1 Oct 2015

Offsetting biodiversity losses

From Our Changing World, 9:36 pm on 1 October 2015

The way we are managing development is likely locking in decline of biodiversity at the moment.
Marie Brown, EDS

Biodiversity continues to decline in New Zealand and worldwide. One of the methods governments and companies use to mitigate impacts from development projects is the offsetting of biodiversity losses in one area with biodiversity gains in another, but the Environmental Defence Society is calling for stronger national policies to prevent ongoing decline.

Marie Brown

Marie Brown Photo: Marie Brown

EDS policy analyst Marie Brown says the purpose of biodiversity offsets is to address damage to ecosystems in a development context, with the overall aim of no net losses of biological diversity.

“What that amounts to in practice is that a developer agrees to a compensation kind of conservation programme and the nature and scale of that would be broadly equivalent to what’s been lost in the development process.”

Trade-offs are regularly negotiated as part of the resource consent application process under the Resource Management Act, but biodiversity offsets differ in that they aim for no net loss, and ideally even net gain.

Payment can be used as part of the biodiversity offset process, but can be “quite risky because what you’re doing is you’re converting natural capital, which you are going to lose anyway, into financial capital, and the key thing is to make sure it gets converted back again, not just to natural capital but to something that is similar in value”.

Marie Brown is a co-author of the recent book Vanishing Nature, and here she discusses the challenges in valuing nature.

Sometimes, she says, a financial offset can lead to a better outcome. “If the proponent of the development is not keen, willing or able to engage with a conservation project, an equivalent project can be costed and another organisation or agency identified to carry it out. Then it becomes a cheque writing exercise. However, the gains at the end are more secure, so it’s not always a bad idea.”

However, in some instances she says it can become “cash for damage”.

It’s simply factored in as a compliance cost within the development and people forget about the point of offsets being the very final option of the mitigation hierarchy where avoidance is always your best bet.

In New Zealand, biodiversity offsets are included in several regional policy statements and plans, but are not mandatory, and the EDS is calling for statutory guidance and more clarity on parameters that proponents of development projects have to meet.

> **Work instructions**
**1.** Please rewrite the biodiversity offsets text from "However, in some" up to and including "have to meet.", changing "compliance cost" to "routine expense".
**2.** According to the biodiversity offsets text, what recent book did Marie Brown co-author?

> **Stored data**
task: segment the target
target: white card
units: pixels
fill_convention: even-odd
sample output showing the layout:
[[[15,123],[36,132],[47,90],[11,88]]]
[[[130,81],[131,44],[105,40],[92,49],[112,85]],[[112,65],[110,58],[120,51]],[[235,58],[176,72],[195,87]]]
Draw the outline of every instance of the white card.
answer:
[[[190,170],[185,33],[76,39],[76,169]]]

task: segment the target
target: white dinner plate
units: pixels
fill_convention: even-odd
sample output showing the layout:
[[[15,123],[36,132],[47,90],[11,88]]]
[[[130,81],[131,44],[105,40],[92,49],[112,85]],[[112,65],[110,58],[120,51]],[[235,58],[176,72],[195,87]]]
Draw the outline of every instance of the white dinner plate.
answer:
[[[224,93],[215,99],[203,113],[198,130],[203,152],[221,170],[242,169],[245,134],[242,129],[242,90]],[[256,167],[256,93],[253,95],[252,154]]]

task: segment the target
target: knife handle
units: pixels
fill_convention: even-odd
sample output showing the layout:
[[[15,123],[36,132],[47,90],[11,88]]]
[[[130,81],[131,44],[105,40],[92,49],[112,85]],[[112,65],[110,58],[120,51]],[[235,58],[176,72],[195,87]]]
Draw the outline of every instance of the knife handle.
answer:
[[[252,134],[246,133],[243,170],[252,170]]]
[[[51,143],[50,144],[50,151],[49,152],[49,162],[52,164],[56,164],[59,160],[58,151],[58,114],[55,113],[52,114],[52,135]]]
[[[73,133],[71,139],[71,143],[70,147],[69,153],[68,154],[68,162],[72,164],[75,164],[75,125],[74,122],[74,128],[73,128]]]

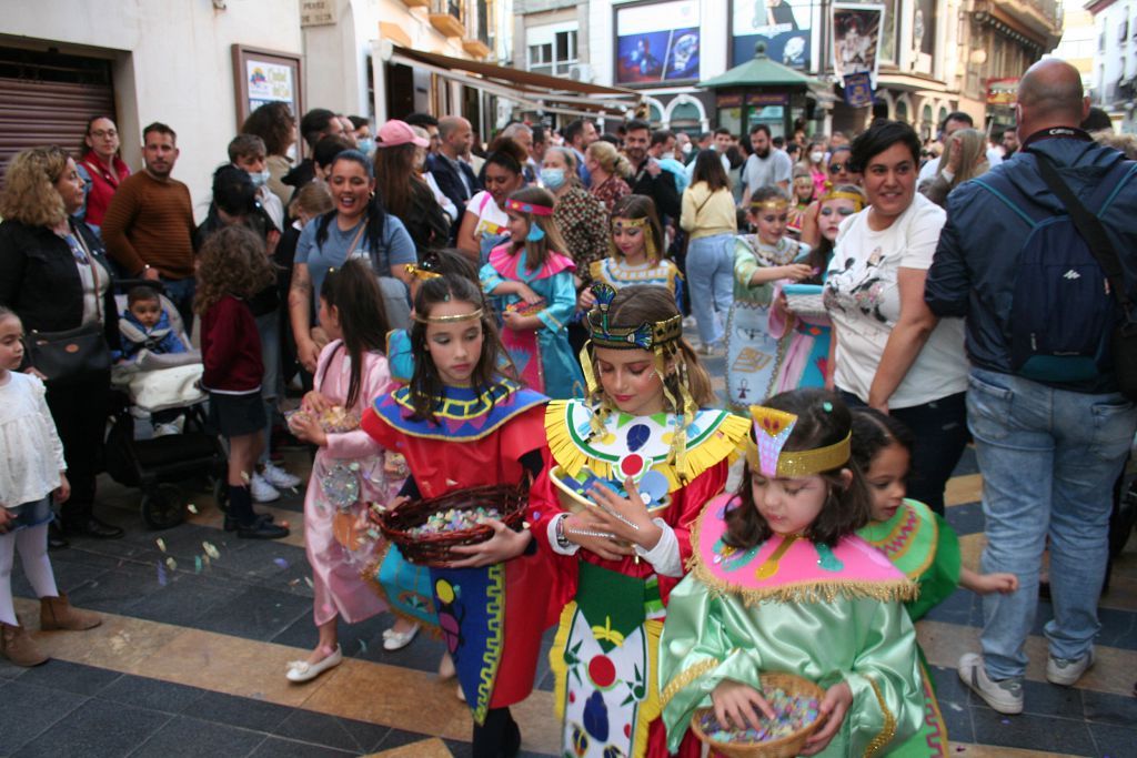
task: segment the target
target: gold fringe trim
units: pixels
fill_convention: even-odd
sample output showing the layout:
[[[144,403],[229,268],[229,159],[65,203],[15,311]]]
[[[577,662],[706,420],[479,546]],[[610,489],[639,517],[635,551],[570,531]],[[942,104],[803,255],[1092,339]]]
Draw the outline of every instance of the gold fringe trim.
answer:
[[[880,686],[875,680],[871,676],[865,676],[865,678],[869,680],[869,685],[872,686],[872,693],[877,695],[877,705],[880,706],[880,711],[885,714],[885,726],[880,730],[880,734],[874,736],[869,747],[864,749],[865,756],[874,756],[896,736],[896,716],[888,709],[888,703],[885,702],[885,694],[880,691]]]
[[[732,584],[715,576],[700,555],[703,541],[703,520],[711,518],[711,510],[703,509],[703,514],[691,525],[691,557],[687,561],[687,569],[695,574],[695,577],[707,588],[720,595],[733,595],[739,598],[747,607],[756,606],[760,602],[832,602],[839,597],[849,600],[872,599],[881,602],[897,600],[908,602],[920,597],[920,585],[912,580],[904,577],[897,580],[886,580],[881,582],[865,582],[857,580],[833,578],[830,581],[806,581],[792,582],[772,586],[769,589],[748,588]],[[899,569],[897,569],[899,570]]]
[[[663,707],[666,708],[667,703],[671,702],[672,698],[679,694],[680,690],[687,689],[687,686],[695,680],[709,674],[714,669],[719,668],[720,665],[721,661],[714,658],[707,658],[706,660],[697,663],[690,668],[680,672],[679,675],[671,680],[671,682],[667,683],[667,686],[663,689],[663,695],[661,698]]]
[[[553,400],[545,409],[545,435],[548,439],[549,452],[570,476],[575,476],[588,466],[601,478],[612,478],[612,464],[589,456],[573,440],[568,420],[568,400]],[[658,470],[667,477],[669,492],[681,489],[686,482],[699,476],[721,460],[733,463],[739,455],[739,448],[749,436],[750,422],[742,416],[727,414],[715,431],[697,447],[687,448],[683,466],[680,468],[671,463],[658,464]]]

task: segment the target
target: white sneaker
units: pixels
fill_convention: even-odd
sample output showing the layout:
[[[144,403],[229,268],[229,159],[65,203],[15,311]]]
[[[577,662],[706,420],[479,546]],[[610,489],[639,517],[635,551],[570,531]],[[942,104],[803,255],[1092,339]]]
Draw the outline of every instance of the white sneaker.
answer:
[[[984,701],[1001,714],[1022,713],[1022,680],[993,680],[984,668],[984,657],[974,652],[960,658],[960,678]]]
[[[249,490],[252,492],[254,502],[272,502],[273,500],[281,499],[280,491],[266,482],[265,477],[260,474],[252,475],[252,481],[249,482]]]
[[[1054,656],[1047,656],[1046,658],[1046,681],[1051,684],[1061,684],[1062,686],[1071,686],[1074,682],[1081,678],[1097,657],[1094,655],[1094,649],[1090,648],[1081,658],[1055,658]]]
[[[293,476],[272,463],[265,464],[265,470],[260,472],[260,475],[277,490],[294,490],[301,482],[299,476]]]

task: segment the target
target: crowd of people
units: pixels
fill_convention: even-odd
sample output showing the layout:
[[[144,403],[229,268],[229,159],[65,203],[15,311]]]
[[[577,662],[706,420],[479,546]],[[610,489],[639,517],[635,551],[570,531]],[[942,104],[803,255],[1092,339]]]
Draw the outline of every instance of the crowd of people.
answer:
[[[887,119],[852,141],[758,124],[745,145],[515,123],[483,149],[460,116],[373,130],[269,103],[219,157],[200,225],[165,124],[134,173],[106,116],[77,160],[18,153],[0,194],[0,652],[44,659],[13,608],[17,549],[44,628],[98,623],[57,591],[48,543],[122,535],[94,511],[111,372],[191,352],[226,441],[226,530],[288,535],[256,507],[302,484],[274,447],[287,430],[316,451],[318,640],[288,678],[342,661],[340,620],[395,611],[388,650],[438,627],[480,758],[517,752],[509,707],[551,625],[566,755],[696,756],[692,714],[757,727],[778,672],[824,689],[802,755],[928,755],[947,740],[912,624],[957,585],[984,595],[958,667],[980,698],[1022,710],[1040,582],[1046,676],[1073,684],[1137,433],[1137,169],[1082,127],[1062,61],[1024,74],[1015,110],[998,145],[952,114],[932,156]],[[156,411],[140,433],[183,423]],[[945,510],[971,442],[979,572]],[[471,501],[488,539],[429,572],[380,536],[390,514]]]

> **Solutions**
**1.**
However, in some instances she says it can become “cash for damage”.

It’s simply factored in as a routine expense within the development and people forget about the point of offsets being the very final option of the mitigation hierarchy where avoidance is always your best bet.

In New Zealand, biodiversity offsets are included in several regional policy statements and plans, but are not mandatory, and the EDS is calling for statutory guidance and more clarity on parameters that proponents of development projects have to meet.

**2.** Vanishing Nature